_Directions for this task:_
Reproduce the items word for word, beginning at the line that contains "Mark the window sill" and stopping after the line that contains "[264,11,461,43]".

_Data in this exercise:_
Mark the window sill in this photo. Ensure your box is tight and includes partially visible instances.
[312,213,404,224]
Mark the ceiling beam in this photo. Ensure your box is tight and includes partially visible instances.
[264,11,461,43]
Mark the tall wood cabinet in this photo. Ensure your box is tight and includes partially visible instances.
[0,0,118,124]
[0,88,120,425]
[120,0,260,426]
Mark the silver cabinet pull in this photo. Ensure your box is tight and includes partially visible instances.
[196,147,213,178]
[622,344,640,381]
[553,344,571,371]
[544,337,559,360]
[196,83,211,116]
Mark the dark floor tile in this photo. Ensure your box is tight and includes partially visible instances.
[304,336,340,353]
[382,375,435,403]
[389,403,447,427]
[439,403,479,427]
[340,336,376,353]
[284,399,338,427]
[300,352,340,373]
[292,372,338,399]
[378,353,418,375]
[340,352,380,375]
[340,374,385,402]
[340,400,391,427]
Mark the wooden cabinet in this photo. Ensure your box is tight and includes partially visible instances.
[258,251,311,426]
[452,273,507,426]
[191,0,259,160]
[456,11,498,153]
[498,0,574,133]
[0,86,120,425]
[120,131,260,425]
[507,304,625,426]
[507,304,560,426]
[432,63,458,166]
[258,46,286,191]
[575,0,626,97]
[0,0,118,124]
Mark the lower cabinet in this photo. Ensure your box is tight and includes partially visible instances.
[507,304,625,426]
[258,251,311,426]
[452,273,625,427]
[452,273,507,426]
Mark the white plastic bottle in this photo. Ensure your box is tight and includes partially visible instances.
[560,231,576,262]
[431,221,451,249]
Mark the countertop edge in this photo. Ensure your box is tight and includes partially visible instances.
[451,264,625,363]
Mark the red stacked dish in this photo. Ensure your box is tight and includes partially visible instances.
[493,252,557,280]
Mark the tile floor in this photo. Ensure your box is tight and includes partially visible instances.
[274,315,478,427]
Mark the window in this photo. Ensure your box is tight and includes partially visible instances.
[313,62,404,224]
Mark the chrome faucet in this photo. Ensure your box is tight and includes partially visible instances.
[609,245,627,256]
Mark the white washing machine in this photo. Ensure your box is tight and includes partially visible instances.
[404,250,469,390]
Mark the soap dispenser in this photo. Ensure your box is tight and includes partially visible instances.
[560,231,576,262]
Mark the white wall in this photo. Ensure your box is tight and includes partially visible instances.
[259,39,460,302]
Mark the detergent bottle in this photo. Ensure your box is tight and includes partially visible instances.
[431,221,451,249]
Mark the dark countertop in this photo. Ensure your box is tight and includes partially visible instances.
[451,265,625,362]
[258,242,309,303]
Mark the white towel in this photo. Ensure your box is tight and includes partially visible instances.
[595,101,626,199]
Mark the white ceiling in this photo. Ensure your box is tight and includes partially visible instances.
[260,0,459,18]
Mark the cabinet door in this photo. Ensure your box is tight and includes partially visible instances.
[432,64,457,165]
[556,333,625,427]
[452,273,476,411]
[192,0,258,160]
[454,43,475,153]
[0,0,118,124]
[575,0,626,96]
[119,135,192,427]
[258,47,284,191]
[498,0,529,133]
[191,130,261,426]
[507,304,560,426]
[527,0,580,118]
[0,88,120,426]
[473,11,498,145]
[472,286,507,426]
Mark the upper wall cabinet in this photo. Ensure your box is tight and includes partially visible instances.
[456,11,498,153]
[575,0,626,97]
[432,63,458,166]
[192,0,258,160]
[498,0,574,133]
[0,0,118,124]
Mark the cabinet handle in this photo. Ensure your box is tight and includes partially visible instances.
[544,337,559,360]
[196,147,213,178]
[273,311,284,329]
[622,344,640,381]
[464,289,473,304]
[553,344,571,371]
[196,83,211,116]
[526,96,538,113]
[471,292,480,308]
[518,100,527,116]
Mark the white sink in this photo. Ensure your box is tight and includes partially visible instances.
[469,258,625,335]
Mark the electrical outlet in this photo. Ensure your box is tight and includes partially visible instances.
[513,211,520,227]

==

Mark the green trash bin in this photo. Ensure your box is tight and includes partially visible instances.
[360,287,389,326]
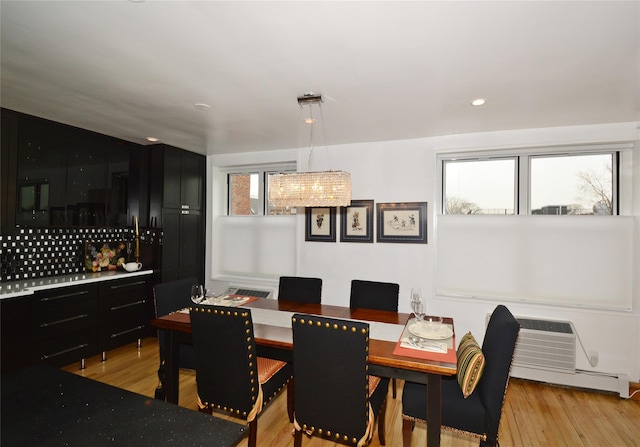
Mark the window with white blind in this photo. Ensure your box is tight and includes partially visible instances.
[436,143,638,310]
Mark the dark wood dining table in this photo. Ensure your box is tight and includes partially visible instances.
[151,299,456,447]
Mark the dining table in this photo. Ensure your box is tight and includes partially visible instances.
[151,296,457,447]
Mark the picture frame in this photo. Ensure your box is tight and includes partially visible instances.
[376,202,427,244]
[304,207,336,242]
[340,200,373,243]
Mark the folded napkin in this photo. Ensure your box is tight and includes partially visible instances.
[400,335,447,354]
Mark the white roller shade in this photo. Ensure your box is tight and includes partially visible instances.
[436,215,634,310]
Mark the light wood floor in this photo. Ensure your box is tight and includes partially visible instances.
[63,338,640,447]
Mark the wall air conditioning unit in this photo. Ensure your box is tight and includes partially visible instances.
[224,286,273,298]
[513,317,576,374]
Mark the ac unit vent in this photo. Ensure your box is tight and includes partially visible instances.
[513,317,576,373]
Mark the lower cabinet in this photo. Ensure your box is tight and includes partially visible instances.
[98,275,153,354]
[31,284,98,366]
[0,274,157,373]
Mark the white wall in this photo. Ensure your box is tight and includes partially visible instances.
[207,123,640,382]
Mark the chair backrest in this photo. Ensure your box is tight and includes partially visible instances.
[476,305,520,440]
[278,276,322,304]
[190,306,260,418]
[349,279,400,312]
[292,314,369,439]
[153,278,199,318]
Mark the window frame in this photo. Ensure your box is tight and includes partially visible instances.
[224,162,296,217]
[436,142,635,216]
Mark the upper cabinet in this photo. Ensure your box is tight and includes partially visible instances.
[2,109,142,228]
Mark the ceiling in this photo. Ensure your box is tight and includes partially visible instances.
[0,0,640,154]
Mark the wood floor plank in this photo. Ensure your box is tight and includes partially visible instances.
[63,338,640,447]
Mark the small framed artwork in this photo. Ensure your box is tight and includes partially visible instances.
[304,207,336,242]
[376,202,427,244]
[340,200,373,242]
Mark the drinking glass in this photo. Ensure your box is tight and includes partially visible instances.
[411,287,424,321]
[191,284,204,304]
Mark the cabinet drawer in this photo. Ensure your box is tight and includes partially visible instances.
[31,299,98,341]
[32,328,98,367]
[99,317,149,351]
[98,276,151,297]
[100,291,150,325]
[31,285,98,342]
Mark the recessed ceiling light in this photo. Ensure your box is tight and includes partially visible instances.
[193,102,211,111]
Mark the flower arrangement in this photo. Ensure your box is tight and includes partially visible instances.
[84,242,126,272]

* * *

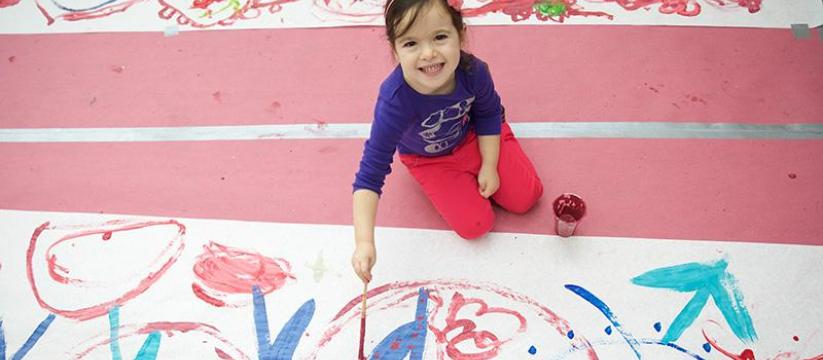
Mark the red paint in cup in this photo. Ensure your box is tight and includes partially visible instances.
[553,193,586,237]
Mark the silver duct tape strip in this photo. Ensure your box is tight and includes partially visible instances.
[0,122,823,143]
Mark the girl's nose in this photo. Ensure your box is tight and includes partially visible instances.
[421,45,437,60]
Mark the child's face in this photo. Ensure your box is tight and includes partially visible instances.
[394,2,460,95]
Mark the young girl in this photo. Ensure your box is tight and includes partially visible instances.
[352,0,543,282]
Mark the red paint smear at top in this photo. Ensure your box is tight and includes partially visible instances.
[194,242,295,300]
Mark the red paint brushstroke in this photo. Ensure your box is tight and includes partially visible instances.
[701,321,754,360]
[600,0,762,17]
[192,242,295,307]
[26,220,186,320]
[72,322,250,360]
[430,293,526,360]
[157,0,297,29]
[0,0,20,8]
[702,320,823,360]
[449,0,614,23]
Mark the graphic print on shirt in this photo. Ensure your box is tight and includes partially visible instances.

_The reply:_
Mark the window sill in this photo. Ensure your box is tight and includes partially visible instances.
[312,213,404,224]
Mark the ceiling beam in this photo. Ensure your box is tight and includes partially visible instances.
[264,11,461,43]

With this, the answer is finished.